→ Document passage:
· · · · · · ·
Since 1970, Lolita the lonely orca has been living in a miniature tank in the Miami Seaquarium. The tank has been lauded as the smallest in North America, and Lolita has lived there in solitude for the past three decades as her mental and physical health deteriorate.
Orcas facts show that these sea creatures don't live a life conducive to cages. In the wild, the giants swim up to 100 miles a day and dive to depths of 100 feet. They're also very social and deeply emotional. They thrive on interaction, live within pods, and mourn the loss of their family. Their mental health deteriorates in solitude and small spaces, but sadly, killer whale abuse is not as uncommon as you'd think. Secrets of Sea World have been leaked to show the terrible treatment of orcas under their care. Because of the public outrage, Sea World no longer breeds killer whales in captivity and ended their controversial whale shows.
In the wild, female orcas can live to be over 100 years old. Currently, the oldest orca in captivity is a 52-year-old whale from Sea World named Corky. She is one year older than Lolita, whose family members held in captivity never made it out of the '80s. Though animal rights activists have been fighting for Lolita's release since she was taken in 1970, they have been largely unsuccessful. Only recently has the USDA given Lolita a glimmer of hope.
Lolita belongs to the Southern Resident Killer Whale population, an extended family of orcas that live in three pods in the Salish Sea. In 1970, Lolita, her siblings, and her cousins were captured and sold to the Miami Seaquarium for a mere $6,000 - a small price to pay for an attraction that has drawn crowds for nearly five decades. At the time of her capture, Lolita was just four years old.
Orcas are extremely active in the wild and utilize the vastness of the ocean. The ferocious-but-cute animals can dive to depths of at least 328 feet if they're chasing prey and swim at speeds up to 28 mph. Wild Orcas travel up to 100 miles a day - a whole lot further than four body lengths. Sadly, four body lengths is the size of Lolita's tiny tank.
Sea World has always been a target of animal rights activists because of their tiny tanks, but the Miami Seaquarium actually has an even smaller tank for Lolita. You can see the side-by-side comparison, with Sea World (190 feet in length) on the left and Lolita's tank (80 feet in length) on the right. The Miami Seaquarium's enclosure is only 35 feet wide and 20 feet deep.
Orcas are deeply emotional, social creatures. In fact, research shows the creatures are more emotional than humans. MRI scans have shown that the section of an orca's brain that processes emotion is actually larger than it would be in a human's brain. These animals thrive on interaction, live in pods, and are deeply connected to their family. In fact, orcas mourn the loss of their young and carry them for miles. In one heartbreaking instance in 2015, a female killer whale was spotted pushing her dead calf for over 22 hours. These animals feel too much to be left alone.
Lolita has suffered through immense loss and now lives by herself. The lonely orca hasn't seen another of her kind since her partner, Hugo, passed away in 1980 from a brain aneurysm which may have been self-inflicted. Hugo repeatedly bashed his head into the wall of his tank and had a history of breaking windows in their enclosure. Once, he broke the glass so violently that he needed stitches on his rostrum (or nose). In short, Lolita's one true love killed himself after a life in captivity, and she hasn’t seen another orca since.
When Hugo died, two Pacific white-sided dolphins were placed in Lolita's tiny tank. Of course, they fight for dominance and prey on Lolita. The dolphins consistently "rake" Lolita's skin, meaning they scrape her with their teeth. This causes cuts that are sometimes so severe, Lolita has to take antibiotics to stave off infection. In 2015, the whale was raked over 52 times by the two dolphins.
· · · · · · ·
→ Information supplied:
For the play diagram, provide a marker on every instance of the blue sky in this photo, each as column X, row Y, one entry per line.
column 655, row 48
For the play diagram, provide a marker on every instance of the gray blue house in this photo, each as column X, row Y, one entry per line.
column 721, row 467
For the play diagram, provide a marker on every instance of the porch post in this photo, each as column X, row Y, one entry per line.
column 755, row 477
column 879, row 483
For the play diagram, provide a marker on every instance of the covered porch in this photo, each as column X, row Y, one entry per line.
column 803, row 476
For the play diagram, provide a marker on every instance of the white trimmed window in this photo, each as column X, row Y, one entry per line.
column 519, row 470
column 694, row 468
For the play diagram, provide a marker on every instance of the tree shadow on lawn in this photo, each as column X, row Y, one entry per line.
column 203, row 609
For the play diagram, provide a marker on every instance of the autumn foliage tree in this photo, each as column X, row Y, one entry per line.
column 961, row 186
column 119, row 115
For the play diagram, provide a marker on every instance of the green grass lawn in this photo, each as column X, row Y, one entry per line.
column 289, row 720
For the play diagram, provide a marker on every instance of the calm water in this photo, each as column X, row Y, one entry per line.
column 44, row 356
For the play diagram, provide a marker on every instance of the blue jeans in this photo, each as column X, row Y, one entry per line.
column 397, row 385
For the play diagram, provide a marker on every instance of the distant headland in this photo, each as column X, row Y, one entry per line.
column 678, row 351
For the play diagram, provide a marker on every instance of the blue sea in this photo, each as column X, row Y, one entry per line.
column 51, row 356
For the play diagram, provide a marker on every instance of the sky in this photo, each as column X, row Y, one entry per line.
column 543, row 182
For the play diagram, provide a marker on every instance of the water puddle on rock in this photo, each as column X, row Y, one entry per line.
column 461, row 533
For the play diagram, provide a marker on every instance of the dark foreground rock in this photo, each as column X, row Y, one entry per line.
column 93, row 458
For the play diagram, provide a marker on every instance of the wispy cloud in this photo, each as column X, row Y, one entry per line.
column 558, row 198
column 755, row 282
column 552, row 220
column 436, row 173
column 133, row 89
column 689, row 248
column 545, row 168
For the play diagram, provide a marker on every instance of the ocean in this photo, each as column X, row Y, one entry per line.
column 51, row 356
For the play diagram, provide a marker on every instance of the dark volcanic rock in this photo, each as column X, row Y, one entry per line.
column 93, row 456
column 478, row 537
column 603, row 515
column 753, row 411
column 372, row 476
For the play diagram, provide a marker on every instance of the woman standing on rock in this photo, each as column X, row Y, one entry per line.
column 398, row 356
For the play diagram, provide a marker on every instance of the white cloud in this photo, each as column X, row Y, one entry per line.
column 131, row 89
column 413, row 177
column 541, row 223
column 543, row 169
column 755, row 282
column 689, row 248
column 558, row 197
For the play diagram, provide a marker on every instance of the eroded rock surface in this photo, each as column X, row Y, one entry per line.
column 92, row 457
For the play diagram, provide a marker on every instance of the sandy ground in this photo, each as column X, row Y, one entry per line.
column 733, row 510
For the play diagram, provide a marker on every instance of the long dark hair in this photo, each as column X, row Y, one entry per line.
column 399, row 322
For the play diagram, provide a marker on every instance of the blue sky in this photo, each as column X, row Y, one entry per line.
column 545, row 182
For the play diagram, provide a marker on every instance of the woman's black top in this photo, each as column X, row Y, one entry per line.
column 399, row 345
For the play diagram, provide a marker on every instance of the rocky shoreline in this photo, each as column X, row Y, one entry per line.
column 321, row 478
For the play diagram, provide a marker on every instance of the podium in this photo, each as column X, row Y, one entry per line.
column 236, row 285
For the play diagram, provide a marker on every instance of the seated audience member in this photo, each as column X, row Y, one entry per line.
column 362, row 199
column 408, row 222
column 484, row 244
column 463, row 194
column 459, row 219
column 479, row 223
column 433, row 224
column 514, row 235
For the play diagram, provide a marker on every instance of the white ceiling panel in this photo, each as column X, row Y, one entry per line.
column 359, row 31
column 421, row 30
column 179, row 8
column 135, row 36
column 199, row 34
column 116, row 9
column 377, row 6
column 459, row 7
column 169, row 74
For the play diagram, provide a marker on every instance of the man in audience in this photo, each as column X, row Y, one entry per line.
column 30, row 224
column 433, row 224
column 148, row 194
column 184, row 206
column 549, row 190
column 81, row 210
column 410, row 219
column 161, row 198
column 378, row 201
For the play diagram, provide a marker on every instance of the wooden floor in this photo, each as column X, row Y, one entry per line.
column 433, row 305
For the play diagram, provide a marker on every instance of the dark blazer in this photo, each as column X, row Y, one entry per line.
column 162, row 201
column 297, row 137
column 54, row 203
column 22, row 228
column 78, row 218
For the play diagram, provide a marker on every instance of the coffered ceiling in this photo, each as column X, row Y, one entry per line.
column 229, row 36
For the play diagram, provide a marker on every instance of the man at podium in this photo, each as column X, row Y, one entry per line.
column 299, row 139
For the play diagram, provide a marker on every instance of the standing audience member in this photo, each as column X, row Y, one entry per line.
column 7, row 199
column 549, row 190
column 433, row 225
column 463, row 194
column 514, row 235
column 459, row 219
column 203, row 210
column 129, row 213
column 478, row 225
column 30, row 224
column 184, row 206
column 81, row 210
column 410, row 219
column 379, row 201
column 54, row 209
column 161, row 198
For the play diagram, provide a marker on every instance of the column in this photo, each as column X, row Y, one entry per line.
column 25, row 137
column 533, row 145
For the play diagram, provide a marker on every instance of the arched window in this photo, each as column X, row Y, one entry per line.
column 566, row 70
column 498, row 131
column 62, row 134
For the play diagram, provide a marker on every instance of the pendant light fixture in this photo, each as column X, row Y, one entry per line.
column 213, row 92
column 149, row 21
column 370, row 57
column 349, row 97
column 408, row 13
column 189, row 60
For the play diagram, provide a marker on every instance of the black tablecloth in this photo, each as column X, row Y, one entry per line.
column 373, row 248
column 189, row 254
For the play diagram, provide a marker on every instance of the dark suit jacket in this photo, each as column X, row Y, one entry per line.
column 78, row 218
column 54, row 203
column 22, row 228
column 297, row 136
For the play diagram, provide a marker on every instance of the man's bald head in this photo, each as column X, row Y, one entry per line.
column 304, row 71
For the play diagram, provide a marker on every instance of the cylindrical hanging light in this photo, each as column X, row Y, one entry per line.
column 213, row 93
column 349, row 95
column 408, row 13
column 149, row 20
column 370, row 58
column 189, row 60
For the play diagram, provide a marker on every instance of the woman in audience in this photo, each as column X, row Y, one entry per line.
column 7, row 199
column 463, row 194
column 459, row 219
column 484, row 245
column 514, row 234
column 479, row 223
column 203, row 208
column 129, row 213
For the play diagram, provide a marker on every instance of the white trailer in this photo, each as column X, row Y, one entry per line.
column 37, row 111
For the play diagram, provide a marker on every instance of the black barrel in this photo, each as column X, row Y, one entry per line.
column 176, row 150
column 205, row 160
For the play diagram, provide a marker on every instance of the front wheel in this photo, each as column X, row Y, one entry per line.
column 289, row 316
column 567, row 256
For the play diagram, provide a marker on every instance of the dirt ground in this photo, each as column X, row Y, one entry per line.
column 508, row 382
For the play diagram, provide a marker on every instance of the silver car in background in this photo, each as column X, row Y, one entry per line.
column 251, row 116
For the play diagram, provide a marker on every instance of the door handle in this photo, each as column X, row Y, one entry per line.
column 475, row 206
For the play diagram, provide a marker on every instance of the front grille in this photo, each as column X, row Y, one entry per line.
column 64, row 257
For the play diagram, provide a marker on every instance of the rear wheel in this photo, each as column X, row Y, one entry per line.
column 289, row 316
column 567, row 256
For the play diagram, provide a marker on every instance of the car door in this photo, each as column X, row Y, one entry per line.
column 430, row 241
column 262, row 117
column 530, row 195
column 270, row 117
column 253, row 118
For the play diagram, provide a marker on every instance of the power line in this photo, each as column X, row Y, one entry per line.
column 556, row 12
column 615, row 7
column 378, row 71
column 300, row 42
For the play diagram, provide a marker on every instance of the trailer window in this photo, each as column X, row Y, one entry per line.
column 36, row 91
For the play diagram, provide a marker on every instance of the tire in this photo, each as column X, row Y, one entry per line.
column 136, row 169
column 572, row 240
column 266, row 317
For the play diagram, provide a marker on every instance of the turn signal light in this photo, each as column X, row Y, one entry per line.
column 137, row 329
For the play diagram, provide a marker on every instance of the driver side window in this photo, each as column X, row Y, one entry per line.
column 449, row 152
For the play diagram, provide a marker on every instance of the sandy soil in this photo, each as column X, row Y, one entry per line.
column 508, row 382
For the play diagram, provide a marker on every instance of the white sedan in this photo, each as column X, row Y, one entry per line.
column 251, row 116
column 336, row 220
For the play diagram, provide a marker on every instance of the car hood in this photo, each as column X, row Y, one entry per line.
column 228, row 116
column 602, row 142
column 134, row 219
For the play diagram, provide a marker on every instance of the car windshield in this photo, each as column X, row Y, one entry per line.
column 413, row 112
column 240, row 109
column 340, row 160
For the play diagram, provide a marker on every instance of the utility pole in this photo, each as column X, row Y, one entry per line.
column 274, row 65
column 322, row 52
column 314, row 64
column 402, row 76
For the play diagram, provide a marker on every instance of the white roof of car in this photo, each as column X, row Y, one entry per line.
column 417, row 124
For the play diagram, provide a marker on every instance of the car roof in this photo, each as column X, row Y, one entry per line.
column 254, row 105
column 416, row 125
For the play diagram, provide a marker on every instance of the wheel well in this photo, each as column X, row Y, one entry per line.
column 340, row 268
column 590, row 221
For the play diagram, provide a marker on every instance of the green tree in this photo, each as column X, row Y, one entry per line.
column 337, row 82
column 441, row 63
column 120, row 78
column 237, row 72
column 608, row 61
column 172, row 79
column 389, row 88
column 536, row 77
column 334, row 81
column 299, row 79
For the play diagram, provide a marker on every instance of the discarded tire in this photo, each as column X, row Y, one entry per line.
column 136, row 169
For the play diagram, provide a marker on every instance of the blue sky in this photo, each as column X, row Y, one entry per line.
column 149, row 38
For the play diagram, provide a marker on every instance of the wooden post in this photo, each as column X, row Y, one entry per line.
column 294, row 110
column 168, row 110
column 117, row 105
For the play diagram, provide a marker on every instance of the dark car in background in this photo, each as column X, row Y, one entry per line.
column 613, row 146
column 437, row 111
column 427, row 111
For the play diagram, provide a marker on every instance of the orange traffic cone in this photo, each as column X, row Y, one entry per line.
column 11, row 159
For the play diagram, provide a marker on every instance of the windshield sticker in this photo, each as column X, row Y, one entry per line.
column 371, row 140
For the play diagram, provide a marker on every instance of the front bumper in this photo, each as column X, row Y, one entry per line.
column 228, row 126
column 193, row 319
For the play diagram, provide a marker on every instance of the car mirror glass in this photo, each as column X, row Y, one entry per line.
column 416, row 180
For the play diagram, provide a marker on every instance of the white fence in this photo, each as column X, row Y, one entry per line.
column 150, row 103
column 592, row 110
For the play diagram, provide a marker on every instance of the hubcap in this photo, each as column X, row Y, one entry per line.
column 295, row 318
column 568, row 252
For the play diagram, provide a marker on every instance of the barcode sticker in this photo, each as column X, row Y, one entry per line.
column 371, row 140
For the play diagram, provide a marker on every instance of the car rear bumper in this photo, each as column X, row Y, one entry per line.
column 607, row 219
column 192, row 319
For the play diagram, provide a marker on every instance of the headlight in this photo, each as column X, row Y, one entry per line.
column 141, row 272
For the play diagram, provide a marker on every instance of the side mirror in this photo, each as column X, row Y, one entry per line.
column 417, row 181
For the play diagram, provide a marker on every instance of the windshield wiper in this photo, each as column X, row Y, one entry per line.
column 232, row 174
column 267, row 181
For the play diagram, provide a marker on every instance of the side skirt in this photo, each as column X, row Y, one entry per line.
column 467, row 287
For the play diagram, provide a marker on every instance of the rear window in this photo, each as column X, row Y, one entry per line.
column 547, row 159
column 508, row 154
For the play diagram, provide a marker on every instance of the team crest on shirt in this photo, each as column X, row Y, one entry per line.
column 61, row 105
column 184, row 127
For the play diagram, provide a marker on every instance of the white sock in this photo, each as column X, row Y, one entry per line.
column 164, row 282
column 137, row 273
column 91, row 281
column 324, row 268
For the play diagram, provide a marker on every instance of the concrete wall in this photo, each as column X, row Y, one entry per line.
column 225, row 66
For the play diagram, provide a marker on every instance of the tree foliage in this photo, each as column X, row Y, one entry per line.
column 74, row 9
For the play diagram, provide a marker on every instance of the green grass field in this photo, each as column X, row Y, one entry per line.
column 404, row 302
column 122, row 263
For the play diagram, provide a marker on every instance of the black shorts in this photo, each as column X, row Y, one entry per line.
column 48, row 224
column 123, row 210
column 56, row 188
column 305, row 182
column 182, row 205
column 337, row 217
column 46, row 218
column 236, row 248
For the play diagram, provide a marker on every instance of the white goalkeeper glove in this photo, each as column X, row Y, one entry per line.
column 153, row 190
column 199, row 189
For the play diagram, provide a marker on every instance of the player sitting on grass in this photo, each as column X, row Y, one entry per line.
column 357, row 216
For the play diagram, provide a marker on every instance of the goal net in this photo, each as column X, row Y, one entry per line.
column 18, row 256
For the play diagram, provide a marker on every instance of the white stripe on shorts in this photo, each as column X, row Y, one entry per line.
· · · · · · ·
→ Tasks and exercises:
[A] In the article about Lolita the orca, how wide is the Miami Seaquarium's enclosure?
[B] Rewrite the part of the article about Lolita the orca that begins at the words "Orcas are extremely" and stops after "20 feet deep.", replacing "ferocious-but-cute" with "powerful".

→ Task solutions:
[A] 35 feet wide.

[B]
Orcas are extremely active in the wild and utilize the vastness of the ocean. The powerful animals can dive to depths of at least 328 feet if they're chasing prey and swim at speeds up to 28 mph. Wild Orcas travel up to 100 miles a day - a whole lot further than four body lengths. Sadly, four body lengths is the size of Lolita's tiny tank.
Sea World has always been a target of animal rights activists because of their tiny tanks, but the Miami Seaquarium actually has an even smaller tank for Lolita. You can see the side-by-side comparison, with Sea World (190 feet in length) on the left and Lolita's tank (80 feet in length) on the right. The Miami Seaquarium's enclosure is only 35 feet wide and 20 feet deep.